_OPDRACHT_: Welk bedrag heeft de inspecteur volgens de tekst over de aftrek van scholingsuitgaven na het bezwaar als persoonsgebonden aftrek toegestaan?

── GESELECTEERDE TEKST ──

Partijen zullen nadere afspraken maken omtrent rente en aflossing van genoemde lening.”
4.2.
Tijdens het hoorgesprek heeft belanghebbende verklaard dat mondeling een rente is overeengekomen en dat het bedrag uit de overeenkomst eind 2019 of begin 2020 is kwijtgescholden. Niet is gebleken dat belanghebbende in 2019 enig bedrag als aflossing van de lening of rente aan de ouders heeft betaald.
4.3.
Belanghebbende heeft aangifte IB/PVV 2019 gedaan naar een belastbaar inkomen uit werk en woning van € 8.681. Dit bedrag is als volgt opgebouwd:
Loon uit tegenwoordige dienstbetrekking
€ 13.271
Persoonsgebonden aftrek
€ 4.590
Inkomen uit werk en woning
€ 8.681
De inspecteur heeft een voorlopige aanslag opgelegd conform de ingediende aangifte.
4.4.
Met dagtekening 12 oktober 2021 heeft de inspecteur nadere informatie opgevraagd met betrekking tot de persoonsgebonden aftrek. Belanghebbende heeft stukken ingediend. Hierin heeft de inspecteur aanleiding gezien om af te wijken van de ingediende aangifte.
4.5.
De definitieve aanslag is vastgesteld met dagtekening 28 januari 2022. De inspecteur heeft de persoonsgebonden aftrek niet toegestaan.
4.6.
Hiertegen heeft belanghebbende bezwaar gemaakt. Dit bezwaar heeft de inspecteur deels toegewezen. De inspecteur heeft € 362 als persoonsgebonden aftrek toegestaan.

Motivering

5. Op grond van artikel 6.1, eerste lid en tweede lid, onderdeel f, in samenhang met artikel 6.2 van de Wet inkomstenbelasting 2001 (hierna: Wet IB 2001) kunnen scholingsuitgaven als persoonsgebonden aftrek op het inkomen uit werk en woning in mindering worden gebracht indien deze drukken op de belastingplichtige.
5.1.
Op basis van artikel 6.27, eerste lid, van de Wet IB 2001 zijn scholingsuitgaven die voor aftrek in aanmerking komen uitgaven die wegens het door de belastingplichtige volgen van een opleiding of studie met het oog op het verwerven van inkomen uit werk en woning zijn gedaan voor:
lesgeld, cursusgeld, collegegeld, (…);
door de onderwijsinstelling verplicht gestelde leermiddelen en beschermingsmiddelen.
6. Op belanghebbende rust de last om de feiten en omstandigheden aannemelijk te maken waaruit volgt dat zij aan de voorwaarden voor aftrek van scholingsuitgaven voldoet.
7. Tussen partijen is enkel in geschil of de kosten van het collegegeld drukken op belanghebbende. Daarvoor is met name van belang of de overeenkomst die belanghebbende op 22 juli 2019 met haar ouders is aangegaan kwalificeert als een leningsovereenkomst. Belanghebbende stelt dat dit het geval is. De inspecteur voert aan dat er geen sprake is van een reële lening nu er geen afspraken zijn gemaakt over de rente en aflossing. Ook wijst de inspecteur erop dat de ouders het bedrag eind 2019 / begin 2020 hebben ‘kwijtgescholden’. Volgens de inspecteur is er nooit een lening ontstaan, althans nooit een zodanige lening dat gezegd kan worden dat de kosten drukken op belanghebbende.

───
── INHOUD GEGEVENSSET ──

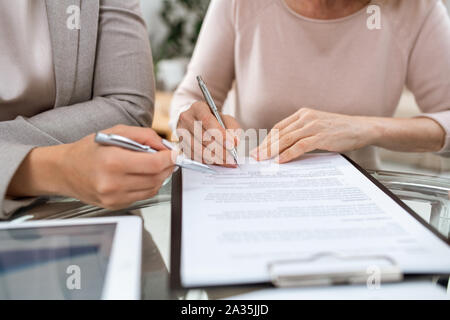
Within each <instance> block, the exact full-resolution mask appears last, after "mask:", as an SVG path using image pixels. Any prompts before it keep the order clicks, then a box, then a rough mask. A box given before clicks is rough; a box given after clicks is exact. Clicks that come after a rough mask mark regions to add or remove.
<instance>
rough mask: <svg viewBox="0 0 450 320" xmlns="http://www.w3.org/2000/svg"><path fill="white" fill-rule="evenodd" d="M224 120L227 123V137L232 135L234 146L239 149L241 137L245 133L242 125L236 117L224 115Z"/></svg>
mask: <svg viewBox="0 0 450 320" xmlns="http://www.w3.org/2000/svg"><path fill="white" fill-rule="evenodd" d="M222 119H223V122H224V123H225V127H226V128H227V130H226V132H227V135H228V134H229V135H231V137H232V138H233V139H234V146H235V147H237V146H238V145H239V143H240V136H241V135H242V133H243V130H242V127H241V125H240V124H239V122H238V121H237V120H236V119H235V118H234V117H231V116H228V115H223V116H222Z"/></svg>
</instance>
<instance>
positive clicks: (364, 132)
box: [359, 117, 384, 146]
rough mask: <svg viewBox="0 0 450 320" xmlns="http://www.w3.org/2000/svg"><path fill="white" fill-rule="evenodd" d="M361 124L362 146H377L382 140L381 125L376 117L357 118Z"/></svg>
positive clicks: (377, 118)
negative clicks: (358, 118) (362, 138)
mask: <svg viewBox="0 0 450 320" xmlns="http://www.w3.org/2000/svg"><path fill="white" fill-rule="evenodd" d="M359 119H360V123H361V128H362V129H361V132H362V136H363V145H364V146H369V145H379V143H380V141H381V140H382V139H383V135H384V128H383V124H382V123H381V122H380V121H379V119H378V118H376V117H359Z"/></svg>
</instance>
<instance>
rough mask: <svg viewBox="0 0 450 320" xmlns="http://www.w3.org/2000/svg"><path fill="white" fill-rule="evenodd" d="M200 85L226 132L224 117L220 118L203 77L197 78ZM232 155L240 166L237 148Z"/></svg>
mask: <svg viewBox="0 0 450 320" xmlns="http://www.w3.org/2000/svg"><path fill="white" fill-rule="evenodd" d="M197 81H198V85H199V87H200V90H201V91H202V93H203V96H204V97H205V100H206V103H207V104H208V106H209V108H210V109H211V112H212V113H213V114H214V116H215V117H216V119H217V121H218V122H219V124H220V125H221V126H222V128H224V129H225V130H226V129H227V127H226V126H225V123H224V122H223V120H222V117H221V116H220V113H219V110H218V109H217V106H216V103H215V102H214V99H213V98H212V96H211V93H209V90H208V87H207V86H206V84H205V82H204V81H203V79H202V77H201V76H197ZM230 152H231V155H232V156H233V158H234V161H236V164H239V162H238V158H237V151H236V148H233V149H231V150H230Z"/></svg>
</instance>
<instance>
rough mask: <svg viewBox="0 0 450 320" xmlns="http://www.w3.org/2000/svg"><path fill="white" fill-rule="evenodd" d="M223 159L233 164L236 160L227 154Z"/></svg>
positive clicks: (234, 164) (229, 163)
mask: <svg viewBox="0 0 450 320" xmlns="http://www.w3.org/2000/svg"><path fill="white" fill-rule="evenodd" d="M225 161H226V164H228V165H235V164H236V161H234V158H233V157H232V156H229V155H227V157H226V159H225Z"/></svg>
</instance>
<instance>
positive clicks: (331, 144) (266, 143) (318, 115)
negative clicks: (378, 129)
mask: <svg viewBox="0 0 450 320" xmlns="http://www.w3.org/2000/svg"><path fill="white" fill-rule="evenodd" d="M372 128H373V126H372V122H371V121H370V118H368V117H359V116H348V115H341V114H335V113H329V112H323V111H317V110H313V109H307V108H302V109H300V110H299V111H297V112H296V113H294V114H293V115H292V116H290V117H288V118H286V119H284V120H282V121H281V122H279V123H277V124H276V125H275V126H274V127H273V129H272V130H271V131H270V133H269V134H268V135H267V137H266V138H265V139H264V141H263V142H262V144H261V145H260V146H259V147H258V148H256V149H255V150H253V151H252V153H251V156H252V157H253V158H255V159H257V160H259V161H262V160H267V159H271V158H273V157H275V156H279V157H278V160H277V161H278V162H279V163H286V162H289V161H291V160H294V159H295V158H298V157H300V156H301V155H303V154H305V153H307V152H310V151H313V150H325V151H331V152H347V151H352V150H355V149H359V148H362V147H365V146H367V145H369V144H371V143H372V141H373V139H374V132H376V130H373V129H372Z"/></svg>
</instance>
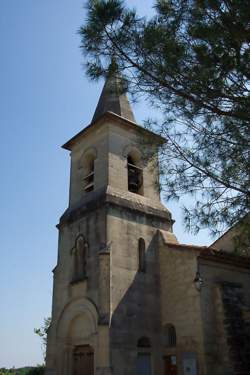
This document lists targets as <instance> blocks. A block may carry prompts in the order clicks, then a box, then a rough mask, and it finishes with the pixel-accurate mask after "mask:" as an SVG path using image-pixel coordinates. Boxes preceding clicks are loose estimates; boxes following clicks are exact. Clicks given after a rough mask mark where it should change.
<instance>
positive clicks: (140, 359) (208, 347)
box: [45, 75, 250, 375]
mask: <svg viewBox="0 0 250 375" xmlns="http://www.w3.org/2000/svg"><path fill="white" fill-rule="evenodd" d="M120 82H121V80H120V78H119V77H118V76H117V75H109V76H108V77H107V79H106V82H105V85H104V88H103V90H102V93H101V96H100V99H99V102H98V104H97V107H96V111H95V113H94V116H93V119H92V121H91V123H90V125H88V126H86V127H85V128H84V129H83V130H82V131H81V132H80V133H78V134H76V135H75V136H73V138H71V139H70V140H69V141H68V142H67V143H65V144H64V145H63V148H64V149H65V150H67V151H69V152H70V157H71V173H70V193H69V205H68V208H67V209H66V211H65V212H64V214H63V215H62V216H61V218H60V220H59V224H58V226H57V228H58V231H59V239H58V261H57V265H56V267H55V268H54V270H53V274H54V283H53V303H52V322H51V326H50V328H49V331H48V339H47V355H46V372H45V373H46V375H177V374H178V375H198V374H199V375H249V374H250V259H249V258H247V257H243V256H239V255H235V254H233V253H232V252H231V251H229V250H227V246H228V244H226V248H223V239H222V240H221V241H218V242H215V243H214V245H215V246H212V247H202V246H193V245H187V244H181V243H179V241H178V239H177V238H176V236H175V235H174V232H173V224H174V220H173V217H172V214H171V213H170V212H169V210H168V209H167V208H166V207H165V206H164V205H163V204H162V202H161V199H160V193H159V165H158V153H157V150H158V146H159V144H161V143H163V142H165V140H164V139H163V138H161V137H160V136H159V135H157V134H154V133H153V132H151V131H149V130H147V129H144V128H143V127H141V126H139V125H138V124H137V123H136V121H135V118H134V115H133V112H132V109H131V106H130V103H129V101H128V98H127V96H126V94H125V93H124V92H123V91H122V90H121V88H120V86H121V85H120ZM217 245H218V246H217Z"/></svg>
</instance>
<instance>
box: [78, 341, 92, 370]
mask: <svg viewBox="0 0 250 375" xmlns="http://www.w3.org/2000/svg"><path fill="white" fill-rule="evenodd" d="M73 356H74V370H73V375H94V351H93V349H92V348H91V347H90V346H88V345H84V346H83V345H82V346H77V347H76V348H75V350H74V353H73Z"/></svg>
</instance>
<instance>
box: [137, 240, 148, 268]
mask: <svg viewBox="0 0 250 375" xmlns="http://www.w3.org/2000/svg"><path fill="white" fill-rule="evenodd" d="M138 271H139V272H146V252H145V241H144V239H143V238H140V239H139V241H138Z"/></svg>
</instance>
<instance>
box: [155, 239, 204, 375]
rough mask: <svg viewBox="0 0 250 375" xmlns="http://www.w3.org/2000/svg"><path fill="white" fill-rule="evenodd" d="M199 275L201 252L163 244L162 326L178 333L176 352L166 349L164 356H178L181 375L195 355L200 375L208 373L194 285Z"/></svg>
mask: <svg viewBox="0 0 250 375" xmlns="http://www.w3.org/2000/svg"><path fill="white" fill-rule="evenodd" d="M196 271H197V251H196V250H192V249H188V250H184V249H183V248H182V247H181V245H180V247H179V248H178V244H176V245H174V247H172V246H171V245H170V244H169V245H164V244H163V243H162V241H160V275H161V276H160V277H161V314H162V326H164V325H165V324H172V325H174V327H175V329H176V336H177V347H176V349H174V350H173V349H171V348H170V349H168V348H165V353H164V354H166V355H167V354H176V355H177V366H178V374H183V358H184V357H186V356H187V355H192V356H193V357H194V358H196V360H197V371H198V374H200V375H203V374H209V373H207V372H206V369H205V363H204V347H203V331H202V321H201V307H200V292H199V291H197V289H196V288H195V285H194V282H193V281H194V278H195V275H196Z"/></svg>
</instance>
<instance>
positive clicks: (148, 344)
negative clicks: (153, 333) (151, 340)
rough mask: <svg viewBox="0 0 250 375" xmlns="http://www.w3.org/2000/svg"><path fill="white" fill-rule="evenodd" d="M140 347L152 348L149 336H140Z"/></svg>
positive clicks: (137, 342) (139, 342) (138, 346)
mask: <svg viewBox="0 0 250 375" xmlns="http://www.w3.org/2000/svg"><path fill="white" fill-rule="evenodd" d="M137 347H138V348H151V342H150V340H149V338H148V337H145V336H143V337H140V338H139V340H138V341H137Z"/></svg>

───

_UITWERKING OPGAVE_: € 362